▶ **RECORDS SUPPLIED**
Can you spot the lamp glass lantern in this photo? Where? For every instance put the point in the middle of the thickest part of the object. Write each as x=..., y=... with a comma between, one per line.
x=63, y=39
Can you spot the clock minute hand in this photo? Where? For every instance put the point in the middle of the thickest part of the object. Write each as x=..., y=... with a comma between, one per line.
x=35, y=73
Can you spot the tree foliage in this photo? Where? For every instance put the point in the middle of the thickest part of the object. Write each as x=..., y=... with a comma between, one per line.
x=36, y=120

▶ **TASK TO COMPLETE**
All entries must be given again exactly.

▶ **SOLUTION FOR THIS TASK**
Can you spot the lamp glass lantern in this photo? Where? For every instance put the point in the middle of the thickest part of the object. Write each as x=..., y=... with a comma between, one per line.
x=63, y=39
Can you spot the clock minute hand in this photo? Where? For every instance put the point in the middle of the thickest part of the object. Write each as x=..., y=... with a comma between, one per line.
x=35, y=73
Can you spot the tree foliage in this photo? Where? For every instance put the point in the middle of the thickest part of the object. Write each as x=..., y=... with a comma between, one per line.
x=36, y=120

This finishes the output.